------ MATERIAAL BIJ OPDRACHT
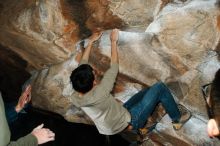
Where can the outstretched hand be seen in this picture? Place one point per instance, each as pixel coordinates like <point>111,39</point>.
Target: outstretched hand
<point>24,99</point>
<point>95,36</point>
<point>114,35</point>
<point>43,135</point>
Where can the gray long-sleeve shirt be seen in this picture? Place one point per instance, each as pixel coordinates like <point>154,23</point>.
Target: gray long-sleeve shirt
<point>109,116</point>
<point>5,134</point>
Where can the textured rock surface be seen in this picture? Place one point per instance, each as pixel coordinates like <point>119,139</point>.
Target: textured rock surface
<point>170,40</point>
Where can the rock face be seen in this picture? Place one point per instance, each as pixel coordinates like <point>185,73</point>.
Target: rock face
<point>160,40</point>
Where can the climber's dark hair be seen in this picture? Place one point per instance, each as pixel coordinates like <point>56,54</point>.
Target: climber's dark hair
<point>82,78</point>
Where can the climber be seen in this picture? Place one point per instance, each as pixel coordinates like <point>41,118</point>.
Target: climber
<point>213,104</point>
<point>110,116</point>
<point>39,135</point>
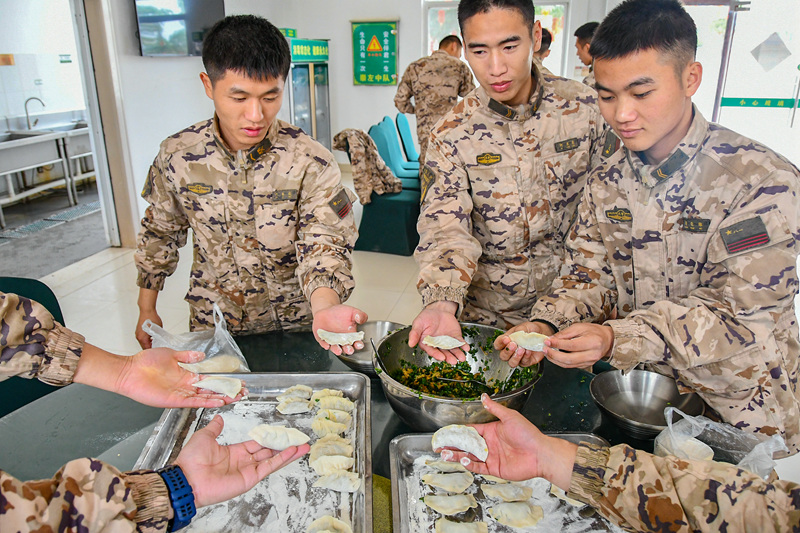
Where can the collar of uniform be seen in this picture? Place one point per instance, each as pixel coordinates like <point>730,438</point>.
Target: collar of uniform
<point>521,112</point>
<point>253,154</point>
<point>680,156</point>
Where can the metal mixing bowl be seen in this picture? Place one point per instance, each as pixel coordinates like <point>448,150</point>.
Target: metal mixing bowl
<point>425,412</point>
<point>361,360</point>
<point>636,401</point>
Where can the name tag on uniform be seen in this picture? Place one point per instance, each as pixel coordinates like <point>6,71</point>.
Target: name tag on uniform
<point>619,214</point>
<point>566,146</point>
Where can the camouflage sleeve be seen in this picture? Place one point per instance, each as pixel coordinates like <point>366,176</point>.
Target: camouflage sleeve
<point>86,495</point>
<point>34,345</point>
<point>402,99</point>
<point>326,232</point>
<point>164,231</point>
<point>447,253</point>
<point>642,492</point>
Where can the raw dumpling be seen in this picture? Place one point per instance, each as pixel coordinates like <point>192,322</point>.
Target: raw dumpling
<point>445,466</point>
<point>322,427</point>
<point>218,363</point>
<point>328,464</point>
<point>443,525</point>
<point>510,492</point>
<point>340,481</point>
<point>334,402</point>
<point>455,482</point>
<point>529,341</point>
<point>326,392</point>
<point>328,523</point>
<point>445,342</point>
<point>227,386</point>
<point>342,339</point>
<point>330,444</point>
<point>342,417</point>
<point>450,504</point>
<point>517,514</point>
<point>293,406</point>
<point>463,438</point>
<point>277,437</point>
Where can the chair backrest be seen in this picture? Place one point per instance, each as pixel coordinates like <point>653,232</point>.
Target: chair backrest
<point>16,392</point>
<point>407,137</point>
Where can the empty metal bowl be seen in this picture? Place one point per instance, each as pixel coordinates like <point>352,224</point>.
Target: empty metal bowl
<point>636,401</point>
<point>361,360</point>
<point>426,412</point>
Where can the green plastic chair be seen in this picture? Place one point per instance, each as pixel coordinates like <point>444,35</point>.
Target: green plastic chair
<point>16,392</point>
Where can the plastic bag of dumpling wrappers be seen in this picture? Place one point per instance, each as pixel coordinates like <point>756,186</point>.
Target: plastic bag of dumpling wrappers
<point>222,353</point>
<point>694,436</point>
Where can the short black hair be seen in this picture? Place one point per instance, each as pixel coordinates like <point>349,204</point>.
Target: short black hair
<point>249,45</point>
<point>638,25</point>
<point>447,41</point>
<point>585,32</point>
<point>547,39</point>
<point>469,8</point>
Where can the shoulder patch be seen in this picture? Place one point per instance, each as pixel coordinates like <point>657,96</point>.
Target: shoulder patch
<point>744,235</point>
<point>341,204</point>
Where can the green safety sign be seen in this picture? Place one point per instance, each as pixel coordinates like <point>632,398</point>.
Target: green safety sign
<point>759,102</point>
<point>374,53</point>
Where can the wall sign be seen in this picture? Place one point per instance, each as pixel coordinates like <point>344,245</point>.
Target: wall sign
<point>374,53</point>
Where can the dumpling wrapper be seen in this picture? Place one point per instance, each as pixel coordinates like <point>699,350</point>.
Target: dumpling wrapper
<point>340,481</point>
<point>444,342</point>
<point>218,363</point>
<point>463,438</point>
<point>328,523</point>
<point>452,482</point>
<point>450,504</point>
<point>529,341</point>
<point>517,514</point>
<point>278,437</point>
<point>510,492</point>
<point>342,339</point>
<point>443,525</point>
<point>228,386</point>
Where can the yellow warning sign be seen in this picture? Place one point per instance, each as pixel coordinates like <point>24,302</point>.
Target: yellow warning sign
<point>374,45</point>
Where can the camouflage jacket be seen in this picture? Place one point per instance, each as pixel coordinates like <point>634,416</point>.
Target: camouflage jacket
<point>500,188</point>
<point>85,495</point>
<point>435,82</point>
<point>642,492</point>
<point>270,226</point>
<point>370,172</point>
<point>698,255</point>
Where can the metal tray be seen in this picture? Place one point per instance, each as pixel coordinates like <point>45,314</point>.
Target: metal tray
<point>284,500</point>
<point>412,516</point>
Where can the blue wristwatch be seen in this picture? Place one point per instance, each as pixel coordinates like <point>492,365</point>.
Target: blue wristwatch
<point>181,496</point>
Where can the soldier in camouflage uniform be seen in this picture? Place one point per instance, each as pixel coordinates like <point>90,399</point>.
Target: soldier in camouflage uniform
<point>87,494</point>
<point>273,227</point>
<point>505,170</point>
<point>634,489</point>
<point>689,232</point>
<point>434,82</point>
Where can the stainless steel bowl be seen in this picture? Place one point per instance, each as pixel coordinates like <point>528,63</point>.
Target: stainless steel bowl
<point>636,401</point>
<point>361,360</point>
<point>425,412</point>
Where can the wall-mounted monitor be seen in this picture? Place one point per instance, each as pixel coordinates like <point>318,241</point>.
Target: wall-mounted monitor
<point>175,27</point>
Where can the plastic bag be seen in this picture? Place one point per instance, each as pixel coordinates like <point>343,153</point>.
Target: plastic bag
<point>222,353</point>
<point>748,451</point>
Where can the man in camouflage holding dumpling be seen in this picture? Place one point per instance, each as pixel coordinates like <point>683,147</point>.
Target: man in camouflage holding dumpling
<point>273,226</point>
<point>504,172</point>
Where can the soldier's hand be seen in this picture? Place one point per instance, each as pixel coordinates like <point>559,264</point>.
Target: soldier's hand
<point>437,319</point>
<point>219,473</point>
<point>580,345</point>
<point>518,450</point>
<point>509,351</point>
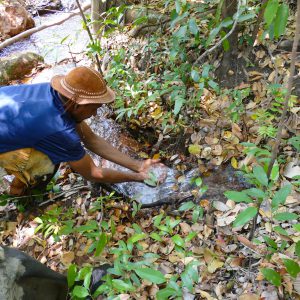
------------
**OPDRACHT EN EISEN**
Neem alles vanaf het begin van de gegevens tot en met de regel met "<point>82,78</point>" ongewijzigd over. Laat de afbeeldingen daarbij weg.

**ANTWOORD OP OPDRACHT**
Where can the outstretched hand be seen in this picture? Place one point per instance, each as pixel coordinates like <point>111,39</point>.
Target: outstretched hand
<point>24,99</point>
<point>95,36</point>
<point>114,35</point>
<point>43,135</point>
Where can the gray long-sleeve shirt be seen in this picture? Place one point per instance, each as pixel coordinates like <point>154,23</point>.
Target: gray long-sleeve shirt
<point>109,116</point>
<point>5,134</point>
Where can the textured rock surface be seen in this picture? Place one point per instance, each as pixel coordinates like <point>119,139</point>.
Target: textured rock surface
<point>170,40</point>
Where can the rock face be seen in this picture? Place one point per instance, each as pixel coordinates like <point>185,73</point>.
Target: rock face
<point>160,40</point>
Where can the climber's dark hair be seen in this picture? Place one point per instance, each as pixel coordinates like <point>56,54</point>.
Target: climber's dark hair
<point>82,78</point>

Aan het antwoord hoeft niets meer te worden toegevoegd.